**About this exercise:**
Each entry must be restated exactly as it appears.

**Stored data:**

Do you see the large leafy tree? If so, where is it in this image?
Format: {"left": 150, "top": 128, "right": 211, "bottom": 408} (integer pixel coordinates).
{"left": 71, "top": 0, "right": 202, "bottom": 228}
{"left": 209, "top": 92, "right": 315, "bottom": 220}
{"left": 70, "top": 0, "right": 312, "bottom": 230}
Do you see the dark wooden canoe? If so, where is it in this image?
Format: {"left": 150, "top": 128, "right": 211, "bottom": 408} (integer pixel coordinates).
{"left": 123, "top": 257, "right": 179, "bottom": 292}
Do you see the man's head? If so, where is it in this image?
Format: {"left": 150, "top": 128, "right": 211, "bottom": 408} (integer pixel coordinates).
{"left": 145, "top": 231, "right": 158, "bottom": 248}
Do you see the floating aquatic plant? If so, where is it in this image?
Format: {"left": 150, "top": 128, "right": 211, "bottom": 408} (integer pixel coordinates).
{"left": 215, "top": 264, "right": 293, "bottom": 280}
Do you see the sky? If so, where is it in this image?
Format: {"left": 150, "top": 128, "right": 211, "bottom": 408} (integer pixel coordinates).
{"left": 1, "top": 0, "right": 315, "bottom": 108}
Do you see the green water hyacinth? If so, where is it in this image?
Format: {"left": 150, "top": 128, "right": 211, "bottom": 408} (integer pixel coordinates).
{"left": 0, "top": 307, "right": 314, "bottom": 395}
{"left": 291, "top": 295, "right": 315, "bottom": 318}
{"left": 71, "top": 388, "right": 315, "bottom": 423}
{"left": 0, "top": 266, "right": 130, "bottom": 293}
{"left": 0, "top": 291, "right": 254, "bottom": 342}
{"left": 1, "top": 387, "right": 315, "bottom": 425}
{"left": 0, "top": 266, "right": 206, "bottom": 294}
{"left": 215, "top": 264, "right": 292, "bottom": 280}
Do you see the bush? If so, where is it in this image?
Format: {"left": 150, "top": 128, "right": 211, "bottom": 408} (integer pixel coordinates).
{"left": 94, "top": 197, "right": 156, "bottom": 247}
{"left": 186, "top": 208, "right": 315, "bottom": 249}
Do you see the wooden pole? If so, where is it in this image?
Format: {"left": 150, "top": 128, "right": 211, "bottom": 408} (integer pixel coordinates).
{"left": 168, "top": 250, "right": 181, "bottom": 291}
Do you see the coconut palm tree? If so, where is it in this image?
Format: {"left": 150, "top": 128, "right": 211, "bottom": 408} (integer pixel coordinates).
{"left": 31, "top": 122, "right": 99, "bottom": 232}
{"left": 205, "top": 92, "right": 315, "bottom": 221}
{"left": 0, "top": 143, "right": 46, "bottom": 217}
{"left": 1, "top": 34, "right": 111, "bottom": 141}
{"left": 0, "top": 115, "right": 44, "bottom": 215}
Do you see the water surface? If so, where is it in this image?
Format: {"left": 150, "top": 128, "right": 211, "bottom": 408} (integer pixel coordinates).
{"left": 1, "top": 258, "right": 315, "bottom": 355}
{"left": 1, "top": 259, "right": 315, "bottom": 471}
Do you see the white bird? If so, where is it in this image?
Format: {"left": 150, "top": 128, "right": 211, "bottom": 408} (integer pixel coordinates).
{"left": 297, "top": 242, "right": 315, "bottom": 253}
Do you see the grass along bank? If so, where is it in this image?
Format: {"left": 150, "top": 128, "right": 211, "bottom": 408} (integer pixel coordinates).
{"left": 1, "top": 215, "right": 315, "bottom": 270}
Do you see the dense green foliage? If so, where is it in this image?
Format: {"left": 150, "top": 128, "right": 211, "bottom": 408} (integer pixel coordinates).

**Exercise response:**
Do you see the large leafy tree? If so, where is it in this image?
Format: {"left": 150, "top": 128, "right": 211, "bottom": 408} (integer pixel coordinates).
{"left": 71, "top": 0, "right": 202, "bottom": 228}
{"left": 209, "top": 92, "right": 315, "bottom": 220}
{"left": 70, "top": 0, "right": 312, "bottom": 230}
Do you see the dark wooden canoe? If so, where is it in this image?
Format: {"left": 150, "top": 128, "right": 211, "bottom": 408} (integer pixel coordinates).
{"left": 123, "top": 257, "right": 179, "bottom": 292}
Do you see the man's head? If so, where is it in this image?
Format: {"left": 150, "top": 128, "right": 211, "bottom": 408} (integer pixel coordinates).
{"left": 145, "top": 231, "right": 158, "bottom": 248}
Do you see the floating aquatic plant? If so, where is it in this image?
Format: {"left": 150, "top": 128, "right": 211, "bottom": 408} (integer pixel coordinates).
{"left": 215, "top": 264, "right": 293, "bottom": 280}
Do you see the sky? If so, where is it in this image?
Format: {"left": 150, "top": 128, "right": 211, "bottom": 408} (integer pixel coordinates).
{"left": 1, "top": 0, "right": 315, "bottom": 108}
Do you see the green water hyacinth? If so, where is it in this image?
Format: {"left": 150, "top": 128, "right": 211, "bottom": 408} (integer pixel coordinates).
{"left": 0, "top": 307, "right": 314, "bottom": 395}
{"left": 291, "top": 295, "right": 315, "bottom": 318}
{"left": 71, "top": 388, "right": 315, "bottom": 423}
{"left": 0, "top": 266, "right": 130, "bottom": 293}
{"left": 0, "top": 291, "right": 254, "bottom": 342}
{"left": 1, "top": 387, "right": 315, "bottom": 425}
{"left": 0, "top": 266, "right": 206, "bottom": 294}
{"left": 215, "top": 264, "right": 292, "bottom": 280}
Do you see the bush? If so, where is it in this image?
Format: {"left": 150, "top": 128, "right": 211, "bottom": 408} (integer pixel coordinates).
{"left": 94, "top": 197, "right": 156, "bottom": 247}
{"left": 186, "top": 208, "right": 315, "bottom": 249}
Do you see the wooden pole? If so, where is it in this image?
Format: {"left": 150, "top": 128, "right": 211, "bottom": 408} (integer pixel coordinates).
{"left": 168, "top": 250, "right": 181, "bottom": 291}
Do you see the coconut palm tree? If so, where is it in this image?
Format: {"left": 150, "top": 128, "right": 211, "bottom": 408} (integer pixel coordinates).
{"left": 31, "top": 122, "right": 99, "bottom": 232}
{"left": 205, "top": 92, "right": 315, "bottom": 221}
{"left": 0, "top": 143, "right": 46, "bottom": 217}
{"left": 1, "top": 34, "right": 111, "bottom": 141}
{"left": 0, "top": 115, "right": 44, "bottom": 215}
Do you see the water surface? If so, where is it in this image?
Format: {"left": 150, "top": 128, "right": 211, "bottom": 408} (integer pixel coordinates).
{"left": 1, "top": 258, "right": 315, "bottom": 355}
{"left": 1, "top": 259, "right": 315, "bottom": 471}
Do you see the white bird? If so, where is it in this image?
Format: {"left": 150, "top": 128, "right": 211, "bottom": 408} (integer pixel coordinates).
{"left": 297, "top": 242, "right": 315, "bottom": 253}
Do you see the grass along bank? If so, where is it in this image?
Format: {"left": 150, "top": 128, "right": 211, "bottom": 408} (integer pixel coordinates).
{"left": 1, "top": 215, "right": 315, "bottom": 270}
Do you see the dense green foliage? If so, where is it in this image?
Format: {"left": 150, "top": 128, "right": 211, "bottom": 408} (integer pixel coordinates).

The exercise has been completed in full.